─── THE DATA ───
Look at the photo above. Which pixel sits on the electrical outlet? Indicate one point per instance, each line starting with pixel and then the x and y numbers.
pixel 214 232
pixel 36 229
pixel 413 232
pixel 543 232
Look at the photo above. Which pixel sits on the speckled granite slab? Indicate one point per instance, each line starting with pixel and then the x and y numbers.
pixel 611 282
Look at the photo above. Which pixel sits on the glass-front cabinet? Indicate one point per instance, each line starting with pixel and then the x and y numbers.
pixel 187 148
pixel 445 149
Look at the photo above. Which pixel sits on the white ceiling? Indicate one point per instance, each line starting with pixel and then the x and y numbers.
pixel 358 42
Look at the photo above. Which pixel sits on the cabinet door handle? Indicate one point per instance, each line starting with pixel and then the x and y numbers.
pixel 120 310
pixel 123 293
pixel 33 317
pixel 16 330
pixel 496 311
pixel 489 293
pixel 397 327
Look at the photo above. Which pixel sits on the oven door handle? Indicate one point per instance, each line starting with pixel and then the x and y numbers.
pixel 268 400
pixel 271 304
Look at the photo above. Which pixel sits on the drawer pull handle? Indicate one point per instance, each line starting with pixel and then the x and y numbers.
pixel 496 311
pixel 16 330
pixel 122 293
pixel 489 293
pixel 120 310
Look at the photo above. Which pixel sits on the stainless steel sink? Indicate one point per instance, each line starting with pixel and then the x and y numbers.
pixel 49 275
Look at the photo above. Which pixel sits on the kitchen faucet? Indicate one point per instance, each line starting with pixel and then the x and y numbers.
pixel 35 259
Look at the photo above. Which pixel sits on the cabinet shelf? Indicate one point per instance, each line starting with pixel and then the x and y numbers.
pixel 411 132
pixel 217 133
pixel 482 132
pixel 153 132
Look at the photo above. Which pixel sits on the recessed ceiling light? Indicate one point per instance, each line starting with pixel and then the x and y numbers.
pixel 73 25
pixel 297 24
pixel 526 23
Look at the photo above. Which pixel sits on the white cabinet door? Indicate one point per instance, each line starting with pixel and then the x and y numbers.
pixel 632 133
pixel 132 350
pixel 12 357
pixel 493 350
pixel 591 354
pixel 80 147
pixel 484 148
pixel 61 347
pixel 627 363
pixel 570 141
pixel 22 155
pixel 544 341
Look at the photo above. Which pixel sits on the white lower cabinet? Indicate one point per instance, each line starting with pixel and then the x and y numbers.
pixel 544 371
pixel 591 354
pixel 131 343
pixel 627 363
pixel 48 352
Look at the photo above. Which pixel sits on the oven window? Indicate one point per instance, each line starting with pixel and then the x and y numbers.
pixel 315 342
───
─── THE DATA ───
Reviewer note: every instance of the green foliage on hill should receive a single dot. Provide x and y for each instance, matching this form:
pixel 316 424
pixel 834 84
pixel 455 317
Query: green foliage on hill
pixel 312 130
───
─── THE DATA ───
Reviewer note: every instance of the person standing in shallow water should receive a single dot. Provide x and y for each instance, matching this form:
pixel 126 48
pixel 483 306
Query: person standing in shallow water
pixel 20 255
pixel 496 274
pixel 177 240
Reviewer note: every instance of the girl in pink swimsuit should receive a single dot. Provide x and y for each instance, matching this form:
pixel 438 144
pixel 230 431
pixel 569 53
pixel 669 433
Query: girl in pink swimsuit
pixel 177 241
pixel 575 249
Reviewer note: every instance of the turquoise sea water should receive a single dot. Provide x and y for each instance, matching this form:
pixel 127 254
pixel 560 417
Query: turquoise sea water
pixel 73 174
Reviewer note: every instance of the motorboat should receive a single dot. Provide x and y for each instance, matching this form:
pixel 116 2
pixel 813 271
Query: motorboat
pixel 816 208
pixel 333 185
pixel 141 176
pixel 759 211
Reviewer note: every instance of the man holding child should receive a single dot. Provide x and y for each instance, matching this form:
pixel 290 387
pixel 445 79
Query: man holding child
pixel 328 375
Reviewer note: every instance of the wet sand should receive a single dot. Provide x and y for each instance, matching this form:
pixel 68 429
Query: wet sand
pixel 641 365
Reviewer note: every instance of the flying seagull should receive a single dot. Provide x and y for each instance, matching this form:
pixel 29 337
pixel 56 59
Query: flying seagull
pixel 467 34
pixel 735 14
───
• PROBLEM:
Above this task is a listing. Restate, word for word and with nothing added, the lines from the one with "Query: motorboat" through the one with "pixel 68 429".

• ANSWER:
Query: motorboat
pixel 816 208
pixel 333 185
pixel 141 176
pixel 759 211
Reviewer note: every instance of the man holding child should receive a single dot. Provide x and y for each instance, matching this form:
pixel 290 387
pixel 445 79
Query: man holding child
pixel 328 375
Reviewer note: every instance of the wet sand should receive a single dot. Provide x and y for each instance, matching this form:
pixel 68 429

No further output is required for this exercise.